Exercise materials:
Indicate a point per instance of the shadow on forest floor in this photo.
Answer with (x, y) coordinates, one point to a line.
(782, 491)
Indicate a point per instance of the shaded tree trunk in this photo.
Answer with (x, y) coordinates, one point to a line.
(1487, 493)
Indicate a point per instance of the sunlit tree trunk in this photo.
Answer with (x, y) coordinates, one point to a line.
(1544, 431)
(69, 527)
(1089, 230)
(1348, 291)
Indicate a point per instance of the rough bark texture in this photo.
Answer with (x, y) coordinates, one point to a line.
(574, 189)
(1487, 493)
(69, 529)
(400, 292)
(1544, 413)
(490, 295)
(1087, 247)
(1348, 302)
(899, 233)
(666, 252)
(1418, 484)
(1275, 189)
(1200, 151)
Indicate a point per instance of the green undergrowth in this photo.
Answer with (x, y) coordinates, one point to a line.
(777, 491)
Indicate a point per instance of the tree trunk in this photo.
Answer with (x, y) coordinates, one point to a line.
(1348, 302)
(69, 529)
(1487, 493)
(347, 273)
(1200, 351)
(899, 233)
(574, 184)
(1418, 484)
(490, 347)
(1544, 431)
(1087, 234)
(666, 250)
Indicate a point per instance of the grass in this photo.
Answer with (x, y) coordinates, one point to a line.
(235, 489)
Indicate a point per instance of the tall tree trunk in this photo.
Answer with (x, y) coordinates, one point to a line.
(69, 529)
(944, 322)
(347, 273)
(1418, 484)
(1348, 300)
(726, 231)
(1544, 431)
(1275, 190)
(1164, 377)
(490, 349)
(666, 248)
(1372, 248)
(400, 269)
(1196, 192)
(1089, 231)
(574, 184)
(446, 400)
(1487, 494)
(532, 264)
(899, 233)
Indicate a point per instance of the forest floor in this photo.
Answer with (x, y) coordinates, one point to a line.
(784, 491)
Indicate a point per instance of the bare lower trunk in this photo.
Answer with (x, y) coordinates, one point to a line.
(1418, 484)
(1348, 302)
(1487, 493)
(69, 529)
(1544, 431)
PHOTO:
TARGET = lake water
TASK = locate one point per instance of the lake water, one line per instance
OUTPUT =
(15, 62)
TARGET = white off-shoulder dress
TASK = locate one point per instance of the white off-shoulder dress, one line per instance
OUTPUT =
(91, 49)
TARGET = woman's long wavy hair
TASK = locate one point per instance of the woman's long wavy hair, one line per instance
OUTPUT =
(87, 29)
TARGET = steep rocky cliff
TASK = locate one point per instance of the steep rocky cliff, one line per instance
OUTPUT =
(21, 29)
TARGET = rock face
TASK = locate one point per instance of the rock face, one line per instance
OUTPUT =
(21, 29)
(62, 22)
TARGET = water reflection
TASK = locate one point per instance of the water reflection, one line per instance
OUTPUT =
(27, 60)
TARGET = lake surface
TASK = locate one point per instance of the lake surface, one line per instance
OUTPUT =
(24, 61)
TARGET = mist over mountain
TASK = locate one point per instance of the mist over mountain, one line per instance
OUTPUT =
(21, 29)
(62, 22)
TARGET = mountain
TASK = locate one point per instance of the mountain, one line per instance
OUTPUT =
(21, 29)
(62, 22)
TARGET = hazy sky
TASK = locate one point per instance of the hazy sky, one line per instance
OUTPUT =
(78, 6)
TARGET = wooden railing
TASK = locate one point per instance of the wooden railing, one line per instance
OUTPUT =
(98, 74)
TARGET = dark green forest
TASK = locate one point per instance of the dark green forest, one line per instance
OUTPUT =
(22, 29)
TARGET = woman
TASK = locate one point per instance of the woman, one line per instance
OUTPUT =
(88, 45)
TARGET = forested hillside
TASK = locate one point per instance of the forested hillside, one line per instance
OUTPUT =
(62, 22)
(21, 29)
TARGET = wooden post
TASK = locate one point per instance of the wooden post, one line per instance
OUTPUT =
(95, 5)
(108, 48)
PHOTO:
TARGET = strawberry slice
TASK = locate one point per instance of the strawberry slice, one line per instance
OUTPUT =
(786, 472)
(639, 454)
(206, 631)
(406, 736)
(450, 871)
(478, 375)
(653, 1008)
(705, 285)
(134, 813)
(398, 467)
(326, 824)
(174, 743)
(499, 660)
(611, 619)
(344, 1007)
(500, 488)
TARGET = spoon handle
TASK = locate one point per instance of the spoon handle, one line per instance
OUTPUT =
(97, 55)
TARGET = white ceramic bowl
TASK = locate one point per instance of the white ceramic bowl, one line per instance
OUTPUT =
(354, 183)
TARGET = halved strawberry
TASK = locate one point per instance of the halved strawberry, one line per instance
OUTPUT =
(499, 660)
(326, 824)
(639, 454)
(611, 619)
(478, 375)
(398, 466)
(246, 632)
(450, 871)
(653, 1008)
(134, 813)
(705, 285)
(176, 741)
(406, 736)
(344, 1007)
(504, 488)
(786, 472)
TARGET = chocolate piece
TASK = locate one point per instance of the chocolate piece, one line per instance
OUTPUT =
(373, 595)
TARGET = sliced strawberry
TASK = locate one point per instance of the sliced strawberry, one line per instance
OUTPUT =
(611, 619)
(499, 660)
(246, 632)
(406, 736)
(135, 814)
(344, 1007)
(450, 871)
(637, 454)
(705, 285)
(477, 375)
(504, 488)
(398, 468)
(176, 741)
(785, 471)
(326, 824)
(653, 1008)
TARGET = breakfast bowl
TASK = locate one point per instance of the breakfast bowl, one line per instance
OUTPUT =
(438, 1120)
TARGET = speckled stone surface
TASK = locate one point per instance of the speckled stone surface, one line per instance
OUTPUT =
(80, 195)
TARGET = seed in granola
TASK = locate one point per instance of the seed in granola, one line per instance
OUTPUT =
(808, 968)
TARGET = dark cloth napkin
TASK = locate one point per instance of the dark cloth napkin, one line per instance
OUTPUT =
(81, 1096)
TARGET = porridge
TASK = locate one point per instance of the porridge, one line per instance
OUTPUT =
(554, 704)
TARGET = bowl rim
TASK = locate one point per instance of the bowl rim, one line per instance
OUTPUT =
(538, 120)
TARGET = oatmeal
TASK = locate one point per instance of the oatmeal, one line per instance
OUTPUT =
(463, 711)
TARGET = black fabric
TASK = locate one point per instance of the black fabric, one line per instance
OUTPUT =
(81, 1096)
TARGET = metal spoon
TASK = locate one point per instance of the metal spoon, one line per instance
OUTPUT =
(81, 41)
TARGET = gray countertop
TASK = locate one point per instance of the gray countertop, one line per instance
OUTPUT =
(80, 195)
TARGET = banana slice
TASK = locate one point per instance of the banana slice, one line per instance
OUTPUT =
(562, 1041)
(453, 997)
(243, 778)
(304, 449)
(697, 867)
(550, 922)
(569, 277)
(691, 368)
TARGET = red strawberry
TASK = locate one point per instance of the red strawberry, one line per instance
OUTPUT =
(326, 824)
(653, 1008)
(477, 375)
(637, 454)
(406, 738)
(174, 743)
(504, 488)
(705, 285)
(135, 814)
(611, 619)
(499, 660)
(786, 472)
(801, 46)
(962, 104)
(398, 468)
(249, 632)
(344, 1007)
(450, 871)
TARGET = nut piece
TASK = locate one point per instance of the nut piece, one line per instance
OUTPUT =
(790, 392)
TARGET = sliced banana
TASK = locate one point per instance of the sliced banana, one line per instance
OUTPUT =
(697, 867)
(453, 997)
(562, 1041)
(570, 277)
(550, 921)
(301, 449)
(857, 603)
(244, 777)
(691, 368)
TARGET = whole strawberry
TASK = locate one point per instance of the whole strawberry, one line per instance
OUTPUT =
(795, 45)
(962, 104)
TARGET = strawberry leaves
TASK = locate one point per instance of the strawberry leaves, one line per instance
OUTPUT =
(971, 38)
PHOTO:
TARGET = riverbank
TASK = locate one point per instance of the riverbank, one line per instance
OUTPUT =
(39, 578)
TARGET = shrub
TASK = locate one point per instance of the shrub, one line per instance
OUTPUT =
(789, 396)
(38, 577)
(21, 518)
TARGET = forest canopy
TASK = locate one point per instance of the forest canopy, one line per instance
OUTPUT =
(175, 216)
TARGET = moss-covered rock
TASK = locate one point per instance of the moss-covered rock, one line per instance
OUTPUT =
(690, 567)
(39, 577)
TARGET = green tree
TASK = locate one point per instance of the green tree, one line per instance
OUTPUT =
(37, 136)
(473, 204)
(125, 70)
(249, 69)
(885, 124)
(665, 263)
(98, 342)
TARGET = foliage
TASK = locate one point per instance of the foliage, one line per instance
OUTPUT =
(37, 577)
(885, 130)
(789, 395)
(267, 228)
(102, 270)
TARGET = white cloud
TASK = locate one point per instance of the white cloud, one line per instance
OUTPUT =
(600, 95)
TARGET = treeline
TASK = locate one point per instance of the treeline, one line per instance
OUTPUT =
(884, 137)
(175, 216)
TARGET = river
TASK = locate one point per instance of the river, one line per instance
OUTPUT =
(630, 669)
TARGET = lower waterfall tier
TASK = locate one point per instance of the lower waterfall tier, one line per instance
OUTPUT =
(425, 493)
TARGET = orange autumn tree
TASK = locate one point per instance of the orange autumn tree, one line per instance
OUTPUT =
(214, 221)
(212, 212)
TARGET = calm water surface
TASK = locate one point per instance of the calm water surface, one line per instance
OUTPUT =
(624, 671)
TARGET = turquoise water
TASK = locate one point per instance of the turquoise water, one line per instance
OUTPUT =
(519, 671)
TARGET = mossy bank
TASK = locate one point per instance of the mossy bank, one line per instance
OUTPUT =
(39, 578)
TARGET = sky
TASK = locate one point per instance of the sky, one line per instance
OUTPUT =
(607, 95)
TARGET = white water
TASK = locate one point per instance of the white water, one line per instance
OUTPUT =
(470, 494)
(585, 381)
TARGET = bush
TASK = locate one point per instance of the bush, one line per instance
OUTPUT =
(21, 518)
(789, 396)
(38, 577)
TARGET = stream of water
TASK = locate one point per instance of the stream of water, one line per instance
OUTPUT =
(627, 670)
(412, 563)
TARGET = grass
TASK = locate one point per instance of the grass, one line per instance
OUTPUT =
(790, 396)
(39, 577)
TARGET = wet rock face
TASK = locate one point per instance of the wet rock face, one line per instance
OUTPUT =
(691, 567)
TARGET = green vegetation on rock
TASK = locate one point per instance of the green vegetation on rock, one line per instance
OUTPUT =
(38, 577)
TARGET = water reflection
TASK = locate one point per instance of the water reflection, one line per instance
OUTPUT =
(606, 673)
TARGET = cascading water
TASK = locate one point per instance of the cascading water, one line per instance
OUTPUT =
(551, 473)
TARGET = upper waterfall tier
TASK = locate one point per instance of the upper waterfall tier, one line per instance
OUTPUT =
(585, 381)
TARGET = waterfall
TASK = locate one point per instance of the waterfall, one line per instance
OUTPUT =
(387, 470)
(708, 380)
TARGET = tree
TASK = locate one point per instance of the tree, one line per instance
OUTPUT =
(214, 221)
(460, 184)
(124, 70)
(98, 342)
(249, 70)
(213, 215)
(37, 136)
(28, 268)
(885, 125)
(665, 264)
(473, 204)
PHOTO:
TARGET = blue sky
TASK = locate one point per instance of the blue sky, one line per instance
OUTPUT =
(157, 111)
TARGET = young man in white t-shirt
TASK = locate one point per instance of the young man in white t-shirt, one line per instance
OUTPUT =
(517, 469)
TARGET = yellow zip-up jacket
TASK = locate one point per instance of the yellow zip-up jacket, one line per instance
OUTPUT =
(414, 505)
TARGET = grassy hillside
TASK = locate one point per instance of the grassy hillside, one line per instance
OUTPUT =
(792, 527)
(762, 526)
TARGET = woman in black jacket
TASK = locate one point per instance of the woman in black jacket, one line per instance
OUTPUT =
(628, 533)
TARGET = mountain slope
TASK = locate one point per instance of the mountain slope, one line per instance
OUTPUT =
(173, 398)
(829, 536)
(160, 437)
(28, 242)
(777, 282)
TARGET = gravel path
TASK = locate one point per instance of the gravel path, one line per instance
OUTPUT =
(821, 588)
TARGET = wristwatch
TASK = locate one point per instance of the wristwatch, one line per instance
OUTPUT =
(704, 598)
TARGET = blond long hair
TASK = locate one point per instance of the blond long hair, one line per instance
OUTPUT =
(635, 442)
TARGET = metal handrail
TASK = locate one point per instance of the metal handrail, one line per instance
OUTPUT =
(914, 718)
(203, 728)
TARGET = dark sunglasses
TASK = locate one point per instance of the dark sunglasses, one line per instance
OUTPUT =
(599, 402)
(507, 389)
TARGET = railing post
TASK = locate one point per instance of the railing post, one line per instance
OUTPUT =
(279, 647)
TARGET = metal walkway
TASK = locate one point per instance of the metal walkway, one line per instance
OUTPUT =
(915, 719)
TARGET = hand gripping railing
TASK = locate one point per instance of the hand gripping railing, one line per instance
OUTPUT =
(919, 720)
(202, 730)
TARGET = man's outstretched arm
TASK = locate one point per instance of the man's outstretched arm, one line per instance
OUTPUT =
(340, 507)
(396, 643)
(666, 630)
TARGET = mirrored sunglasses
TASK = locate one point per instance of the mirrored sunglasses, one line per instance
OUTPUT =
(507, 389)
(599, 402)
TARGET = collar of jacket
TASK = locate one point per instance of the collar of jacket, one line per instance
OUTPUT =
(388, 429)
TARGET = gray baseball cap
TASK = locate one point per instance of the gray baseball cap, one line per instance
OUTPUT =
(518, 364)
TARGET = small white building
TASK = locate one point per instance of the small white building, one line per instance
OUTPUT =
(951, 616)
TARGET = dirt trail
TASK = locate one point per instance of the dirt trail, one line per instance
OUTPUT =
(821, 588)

Prompt: Copy only the lines in the listing that contain "spoon".

Response to the task:
TARGET = spoon handle
TASK = locate one point per instance of the spoon handle, one line per instance
TARGET = metal spoon
TASK = locate one point per instance of the metal spoon, one line per instance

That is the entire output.